Alıştırma Yönergesi =
Aşağıdaki satırların tamamını, boş olanları atlayarak, "Sıra" ve "Satır" sütunlarından oluşan bir Markdown tablosuna aktarın.

İşlenecek Kayıtlar =
· · · ·
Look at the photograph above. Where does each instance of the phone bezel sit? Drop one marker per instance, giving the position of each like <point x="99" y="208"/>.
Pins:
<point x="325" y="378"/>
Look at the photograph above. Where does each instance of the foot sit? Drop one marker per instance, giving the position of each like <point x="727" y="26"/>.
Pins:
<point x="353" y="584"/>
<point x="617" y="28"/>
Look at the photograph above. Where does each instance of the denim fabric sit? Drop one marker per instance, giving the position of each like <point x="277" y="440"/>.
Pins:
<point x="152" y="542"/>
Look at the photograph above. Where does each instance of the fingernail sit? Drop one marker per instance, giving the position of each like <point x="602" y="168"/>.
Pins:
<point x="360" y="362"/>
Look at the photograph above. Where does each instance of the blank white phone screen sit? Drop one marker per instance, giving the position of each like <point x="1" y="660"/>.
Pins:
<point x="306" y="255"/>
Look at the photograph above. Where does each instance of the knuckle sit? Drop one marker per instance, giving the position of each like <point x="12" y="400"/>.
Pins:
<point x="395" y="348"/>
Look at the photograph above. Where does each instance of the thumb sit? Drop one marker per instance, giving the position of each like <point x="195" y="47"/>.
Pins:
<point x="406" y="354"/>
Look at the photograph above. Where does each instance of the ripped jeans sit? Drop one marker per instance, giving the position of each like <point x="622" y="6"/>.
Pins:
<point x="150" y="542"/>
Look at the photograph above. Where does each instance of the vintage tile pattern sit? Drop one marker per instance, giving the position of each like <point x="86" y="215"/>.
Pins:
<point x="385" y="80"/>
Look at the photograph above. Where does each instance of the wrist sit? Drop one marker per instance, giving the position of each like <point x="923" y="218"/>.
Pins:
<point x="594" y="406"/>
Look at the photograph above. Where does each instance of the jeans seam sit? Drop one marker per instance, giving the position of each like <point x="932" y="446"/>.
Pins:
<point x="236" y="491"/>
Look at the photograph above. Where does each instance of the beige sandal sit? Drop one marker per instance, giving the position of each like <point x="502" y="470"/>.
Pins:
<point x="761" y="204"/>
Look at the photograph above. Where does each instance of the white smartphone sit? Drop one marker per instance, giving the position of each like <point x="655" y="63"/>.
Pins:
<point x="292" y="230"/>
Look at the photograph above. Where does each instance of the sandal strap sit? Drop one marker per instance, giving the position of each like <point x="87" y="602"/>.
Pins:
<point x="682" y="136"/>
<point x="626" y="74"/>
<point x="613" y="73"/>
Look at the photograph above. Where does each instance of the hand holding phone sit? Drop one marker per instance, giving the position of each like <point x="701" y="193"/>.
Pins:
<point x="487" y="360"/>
· · · ·
Tamamlanan Görev =
| Sıra | Satır |
|---|---|
| 1 | Look at the photograph above. Where does each instance of the phone bezel sit? Drop one marker per instance, giving the position of each like <point x="99" y="208"/>. |
| 2 | Pins: |
| 3 | <point x="325" y="378"/> |
| 4 | Look at the photograph above. Where does each instance of the foot sit? Drop one marker per instance, giving the position of each like <point x="727" y="26"/>. |
| 5 | Pins: |
| 6 | <point x="353" y="584"/> |
| 7 | <point x="617" y="28"/> |
| 8 | Look at the photograph above. Where does each instance of the denim fabric sit? Drop one marker per instance, giving the position of each like <point x="277" y="440"/>. |
| 9 | Pins: |
| 10 | <point x="152" y="542"/> |
| 11 | Look at the photograph above. Where does each instance of the fingernail sit? Drop one marker per instance, giving the position of each like <point x="602" y="168"/>. |
| 12 | Pins: |
| 13 | <point x="360" y="362"/> |
| 14 | Look at the photograph above. Where does each instance of the blank white phone screen sit? Drop one marker per instance, giving the position of each like <point x="1" y="660"/>. |
| 15 | Pins: |
| 16 | <point x="306" y="255"/> |
| 17 | Look at the photograph above. Where does each instance of the knuckle sit? Drop one marker per instance, giving the position of each like <point x="12" y="400"/>. |
| 18 | Pins: |
| 19 | <point x="395" y="348"/> |
| 20 | Look at the photograph above. Where does each instance of the thumb sit? Drop one marker per instance, giving the position of each like <point x="195" y="47"/>. |
| 21 | Pins: |
| 22 | <point x="406" y="354"/> |
| 23 | Look at the photograph above. Where does each instance of the ripped jeans sit? Drop one marker per instance, giving the position of each like <point x="622" y="6"/>. |
| 24 | Pins: |
| 25 | <point x="150" y="542"/> |
| 26 | Look at the photograph above. Where does each instance of the vintage tile pattern sit? Drop one marker per instance, giving the position of each like <point x="86" y="215"/>. |
| 27 | Pins: |
| 28 | <point x="385" y="80"/> |
| 29 | Look at the photograph above. Where does each instance of the wrist sit? Drop one marker per instance, giving the position of each like <point x="923" y="218"/>. |
| 30 | Pins: |
| 31 | <point x="594" y="406"/> |
| 32 | Look at the photograph above. Where does each instance of the jeans seam sit? Drop one marker per instance, giving the position of each like <point x="932" y="446"/>. |
| 33 | Pins: |
| 34 | <point x="236" y="491"/> |
| 35 | Look at the photograph above. Where does each instance of the beige sandal sit? Drop one marker per instance, giving the position of each like <point x="502" y="470"/>. |
| 36 | Pins: |
| 37 | <point x="761" y="204"/> |
| 38 | Look at the photograph above. Where does each instance of the white smartphone sit? Drop one marker per instance, giving the position of each like <point x="655" y="63"/>. |
| 39 | Pins: |
| 40 | <point x="292" y="230"/> |
| 41 | Look at the photograph above. Where does each instance of the sandal strap sit? Drop one marker per instance, giving the position of each like <point x="87" y="602"/>. |
| 42 | Pins: |
| 43 | <point x="682" y="136"/> |
| 44 | <point x="626" y="74"/> |
| 45 | <point x="613" y="73"/> |
| 46 | Look at the photograph above. Where does each instance of the hand holding phone sit? Drop one marker per instance, giving the position of each like <point x="701" y="193"/>. |
| 47 | Pins: |
| 48 | <point x="487" y="360"/> |